The exercise:
Locate every line in the items below that contains the string "street", treating uppercase and lowercase as different, and copy each of those lines in full.

Dataset records:
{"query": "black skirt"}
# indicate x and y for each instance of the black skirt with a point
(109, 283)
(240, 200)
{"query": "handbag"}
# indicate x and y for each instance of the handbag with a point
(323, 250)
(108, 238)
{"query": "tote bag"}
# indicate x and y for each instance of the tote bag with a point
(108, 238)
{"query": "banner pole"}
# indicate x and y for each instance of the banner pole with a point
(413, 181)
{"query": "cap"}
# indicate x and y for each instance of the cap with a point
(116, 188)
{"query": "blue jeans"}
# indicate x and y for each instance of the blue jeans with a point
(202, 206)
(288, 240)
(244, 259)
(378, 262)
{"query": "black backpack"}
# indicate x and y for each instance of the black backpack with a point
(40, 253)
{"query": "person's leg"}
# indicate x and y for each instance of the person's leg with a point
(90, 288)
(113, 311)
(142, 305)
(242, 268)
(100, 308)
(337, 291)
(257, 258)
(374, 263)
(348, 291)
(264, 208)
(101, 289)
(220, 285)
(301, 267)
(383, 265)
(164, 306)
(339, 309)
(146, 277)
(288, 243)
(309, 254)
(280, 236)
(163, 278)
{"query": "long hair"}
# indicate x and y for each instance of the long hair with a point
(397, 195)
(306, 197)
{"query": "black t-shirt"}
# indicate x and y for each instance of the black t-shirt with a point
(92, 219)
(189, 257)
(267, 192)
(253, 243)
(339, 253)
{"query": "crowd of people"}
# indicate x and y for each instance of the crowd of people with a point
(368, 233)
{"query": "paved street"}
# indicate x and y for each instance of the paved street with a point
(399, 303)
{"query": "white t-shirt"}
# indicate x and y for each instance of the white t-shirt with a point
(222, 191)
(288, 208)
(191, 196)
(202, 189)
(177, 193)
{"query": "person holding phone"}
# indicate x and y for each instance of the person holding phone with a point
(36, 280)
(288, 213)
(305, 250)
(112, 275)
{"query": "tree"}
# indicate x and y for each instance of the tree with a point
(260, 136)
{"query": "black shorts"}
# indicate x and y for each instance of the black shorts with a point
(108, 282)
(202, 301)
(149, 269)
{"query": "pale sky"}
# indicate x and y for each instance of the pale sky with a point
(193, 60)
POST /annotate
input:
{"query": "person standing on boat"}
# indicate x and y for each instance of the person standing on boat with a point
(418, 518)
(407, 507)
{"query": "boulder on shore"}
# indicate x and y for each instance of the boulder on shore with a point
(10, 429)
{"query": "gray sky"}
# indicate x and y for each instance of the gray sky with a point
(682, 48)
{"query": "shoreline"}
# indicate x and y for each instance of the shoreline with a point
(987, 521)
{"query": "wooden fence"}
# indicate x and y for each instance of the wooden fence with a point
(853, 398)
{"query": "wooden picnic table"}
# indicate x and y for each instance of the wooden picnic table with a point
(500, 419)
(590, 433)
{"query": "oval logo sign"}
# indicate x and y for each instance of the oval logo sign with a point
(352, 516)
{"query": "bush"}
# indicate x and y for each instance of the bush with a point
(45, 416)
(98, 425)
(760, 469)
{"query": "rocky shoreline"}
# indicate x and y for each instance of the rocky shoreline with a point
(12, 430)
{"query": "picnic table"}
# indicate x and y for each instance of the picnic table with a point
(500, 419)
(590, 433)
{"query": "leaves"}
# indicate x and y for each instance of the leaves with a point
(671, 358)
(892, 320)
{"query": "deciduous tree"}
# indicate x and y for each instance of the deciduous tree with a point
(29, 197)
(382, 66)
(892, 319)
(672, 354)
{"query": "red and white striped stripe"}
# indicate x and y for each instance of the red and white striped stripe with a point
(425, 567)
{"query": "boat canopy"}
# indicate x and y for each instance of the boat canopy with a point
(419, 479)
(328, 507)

Worked solution:
{"query": "paved street"}
# indicate x and y for each instance of the paved street with a point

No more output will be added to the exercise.